TASK TO CARRY OUT – Reproduce every line of the material below without changing any character.

++++++++

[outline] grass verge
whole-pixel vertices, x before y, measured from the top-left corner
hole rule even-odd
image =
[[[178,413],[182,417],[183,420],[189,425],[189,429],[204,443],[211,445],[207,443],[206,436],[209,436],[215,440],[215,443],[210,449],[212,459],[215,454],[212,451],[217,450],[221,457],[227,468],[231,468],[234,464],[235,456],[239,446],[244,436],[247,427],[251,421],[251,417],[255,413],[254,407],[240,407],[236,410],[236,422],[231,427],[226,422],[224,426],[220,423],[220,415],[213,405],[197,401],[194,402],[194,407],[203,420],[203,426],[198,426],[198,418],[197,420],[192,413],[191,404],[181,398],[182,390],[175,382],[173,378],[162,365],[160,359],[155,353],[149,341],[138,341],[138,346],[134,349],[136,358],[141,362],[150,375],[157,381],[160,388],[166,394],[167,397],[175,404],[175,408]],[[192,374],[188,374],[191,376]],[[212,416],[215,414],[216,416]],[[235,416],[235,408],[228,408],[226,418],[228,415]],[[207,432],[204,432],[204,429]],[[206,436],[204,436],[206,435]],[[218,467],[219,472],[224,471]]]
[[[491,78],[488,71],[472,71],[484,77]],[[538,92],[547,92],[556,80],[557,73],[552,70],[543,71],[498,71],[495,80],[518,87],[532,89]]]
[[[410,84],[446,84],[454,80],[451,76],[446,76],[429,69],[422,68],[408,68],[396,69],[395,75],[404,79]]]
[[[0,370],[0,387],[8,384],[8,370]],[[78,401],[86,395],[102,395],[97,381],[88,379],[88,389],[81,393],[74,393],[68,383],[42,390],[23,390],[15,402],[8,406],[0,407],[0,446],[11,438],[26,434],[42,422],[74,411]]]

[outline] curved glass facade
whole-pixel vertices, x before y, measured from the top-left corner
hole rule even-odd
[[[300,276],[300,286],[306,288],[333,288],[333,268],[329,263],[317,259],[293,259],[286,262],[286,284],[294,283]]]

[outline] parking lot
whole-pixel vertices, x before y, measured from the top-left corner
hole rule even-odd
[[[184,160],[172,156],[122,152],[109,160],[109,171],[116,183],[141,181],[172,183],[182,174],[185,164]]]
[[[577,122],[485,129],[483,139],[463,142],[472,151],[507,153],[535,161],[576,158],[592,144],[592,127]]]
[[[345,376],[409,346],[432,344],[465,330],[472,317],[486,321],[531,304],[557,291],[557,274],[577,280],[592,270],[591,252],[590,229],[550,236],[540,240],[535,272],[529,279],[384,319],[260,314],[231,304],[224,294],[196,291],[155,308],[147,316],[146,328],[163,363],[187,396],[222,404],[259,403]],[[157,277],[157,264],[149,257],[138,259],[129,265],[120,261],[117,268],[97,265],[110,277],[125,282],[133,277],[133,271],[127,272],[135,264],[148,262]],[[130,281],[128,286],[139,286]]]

++++++++

WORKED SOLUTION –
[outline] grass verge
whole-pixel vertices, x before y, measured from the top-left corner
hole rule even-odd
image =
[[[178,413],[182,417],[183,420],[189,425],[189,429],[204,443],[211,445],[207,443],[206,436],[209,436],[215,440],[215,443],[210,449],[212,459],[215,454],[212,451],[217,450],[221,457],[227,468],[231,468],[234,464],[235,456],[239,446],[244,436],[247,427],[251,421],[251,417],[255,413],[254,407],[240,407],[236,410],[236,422],[231,427],[226,422],[224,426],[220,423],[220,415],[213,405],[197,401],[194,402],[194,407],[203,420],[203,426],[198,426],[198,418],[197,420],[192,413],[191,404],[181,398],[182,390],[175,382],[173,378],[162,365],[160,359],[155,353],[149,341],[138,341],[138,346],[134,349],[136,358],[141,362],[150,375],[157,381],[160,388],[166,394],[167,397],[175,404],[175,408]],[[192,374],[188,374],[191,376]],[[212,416],[215,414],[216,416]],[[235,416],[235,408],[228,408],[226,418],[228,415]],[[207,432],[204,432],[204,429]],[[206,436],[204,436],[206,435]],[[218,467],[219,472],[224,471]]]
[[[491,78],[488,71],[472,71],[484,77]],[[538,92],[547,92],[556,80],[557,73],[552,70],[543,71],[498,71],[495,80],[518,87],[532,89]]]
[[[410,84],[446,84],[454,80],[451,76],[446,76],[429,69],[422,68],[408,68],[396,69],[395,75],[404,79]]]
[[[0,370],[0,387],[8,384],[8,370]],[[78,401],[86,395],[102,395],[97,381],[88,379],[88,389],[81,393],[74,393],[68,383],[42,390],[23,390],[15,402],[8,406],[0,407],[0,446],[11,438],[26,434],[42,422],[74,411]]]

[outline] curved glass facade
whole-pixel vertices, x before y, measured from the top-left corner
hole rule even-odd
[[[300,276],[300,286],[306,288],[333,288],[333,268],[329,263],[317,259],[293,259],[286,262],[286,284],[294,283]]]

[outline] parking lot
whole-pixel vertices, x before y, measured from the top-left corner
hole rule even-odd
[[[184,160],[172,156],[122,152],[109,160],[109,171],[116,183],[141,181],[172,183],[182,174],[185,164]]]
[[[577,122],[485,129],[483,139],[463,142],[472,151],[507,153],[535,161],[576,158],[592,144],[592,127]]]
[[[345,376],[409,346],[432,344],[465,330],[472,317],[486,321],[531,304],[557,291],[557,274],[577,280],[592,270],[591,252],[590,229],[550,236],[540,240],[535,272],[529,279],[384,319],[260,314],[231,304],[224,294],[196,291],[155,308],[147,316],[146,328],[163,363],[187,396],[222,404],[259,403]],[[157,277],[157,264],[149,257],[138,259],[129,265],[120,261],[117,268],[97,265],[110,277],[125,282],[133,277],[133,271],[127,272],[135,264],[148,262]],[[130,281],[128,286],[139,286]]]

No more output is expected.